__TASK PROMPT__
Render the stretch from the line containing "Someone flagged blue trousers" through the line containing "[426,486,467,539]" as a Markdown table with the columns No. and Text, numbering each line and leaving out blank lines.

__AVAILABLE RECORDS__
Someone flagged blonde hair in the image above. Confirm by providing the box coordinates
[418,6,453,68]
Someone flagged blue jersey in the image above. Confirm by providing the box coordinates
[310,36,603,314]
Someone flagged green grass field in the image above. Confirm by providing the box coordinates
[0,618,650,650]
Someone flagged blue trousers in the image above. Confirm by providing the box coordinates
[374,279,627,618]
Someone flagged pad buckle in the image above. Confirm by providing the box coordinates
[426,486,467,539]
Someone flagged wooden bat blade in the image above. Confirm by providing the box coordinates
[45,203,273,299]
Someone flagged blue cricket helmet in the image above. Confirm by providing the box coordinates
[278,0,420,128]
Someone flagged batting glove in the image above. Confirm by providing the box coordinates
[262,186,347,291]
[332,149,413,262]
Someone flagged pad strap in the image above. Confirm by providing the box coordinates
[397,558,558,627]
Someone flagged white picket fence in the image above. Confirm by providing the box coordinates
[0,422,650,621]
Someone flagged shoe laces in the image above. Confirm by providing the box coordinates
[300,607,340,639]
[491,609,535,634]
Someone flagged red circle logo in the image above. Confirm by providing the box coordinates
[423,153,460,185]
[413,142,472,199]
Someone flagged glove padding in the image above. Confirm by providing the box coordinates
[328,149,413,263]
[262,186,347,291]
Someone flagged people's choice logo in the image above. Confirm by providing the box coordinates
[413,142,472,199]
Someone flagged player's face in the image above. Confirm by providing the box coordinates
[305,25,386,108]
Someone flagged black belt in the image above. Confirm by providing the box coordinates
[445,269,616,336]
---
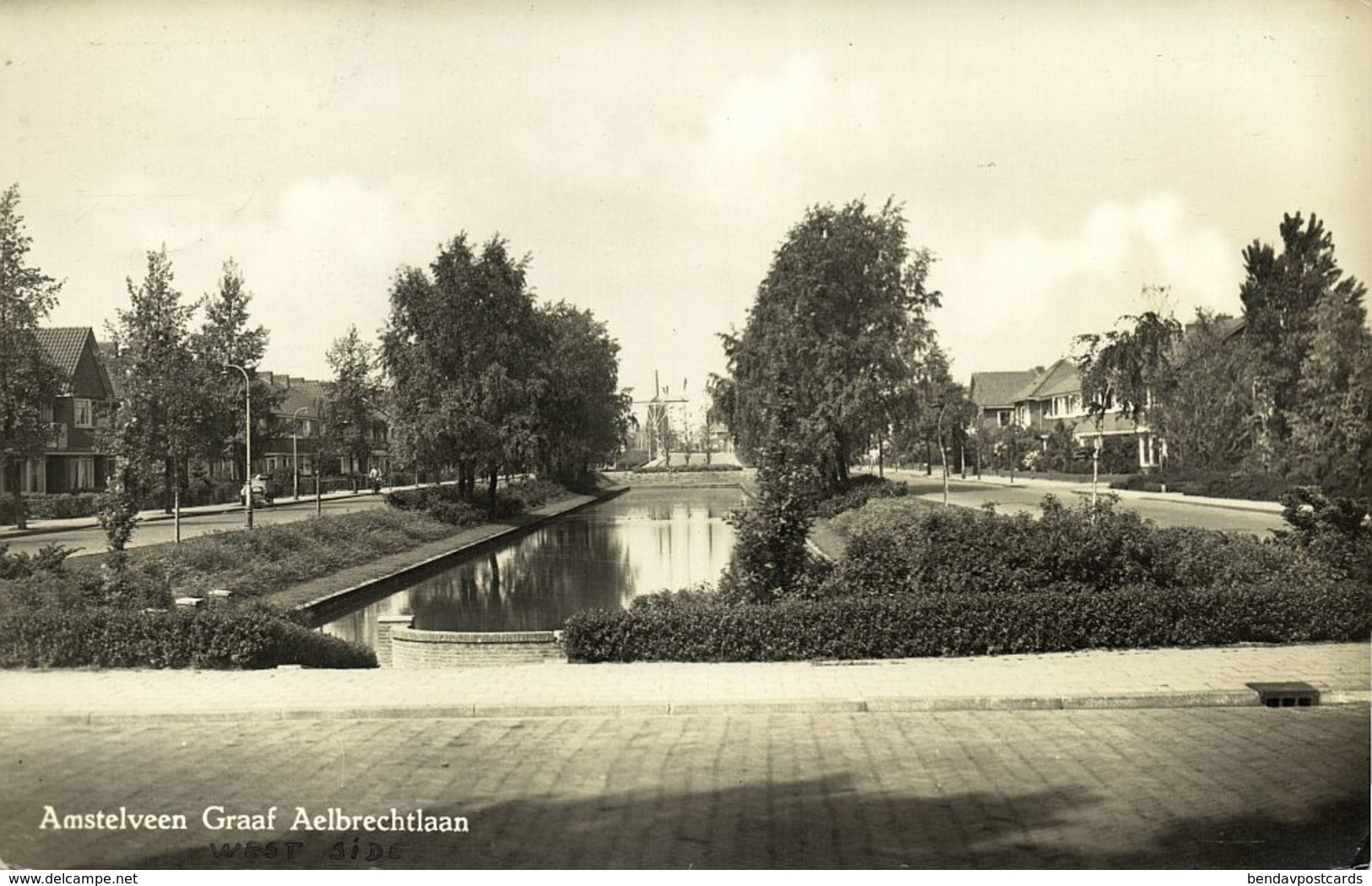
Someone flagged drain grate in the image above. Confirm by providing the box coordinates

__FINISHED ANSWER__
| No. | Text |
|---|---|
| 1 | Someone flagged blue trousers in the image above. Confirm by providing the box coordinates |
| 2 | [374,279,627,618] |
| 3 | Someone flagged pad buckle in the image above. Confirm by providing the box coordinates |
| 4 | [426,486,467,539] |